» **DATASET ENTRIES**
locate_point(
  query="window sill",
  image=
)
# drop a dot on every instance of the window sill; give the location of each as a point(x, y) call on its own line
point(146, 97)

» **EXERCISE BRIEF**
Type out the whole listing above exactly.

» **SOLUTION TO THIS TASK**
locate_point(
  query="window sill",
  image=
)
# drop a dot on every instance of the window sill; give the location of each as a point(x, y) call on its own line
point(146, 97)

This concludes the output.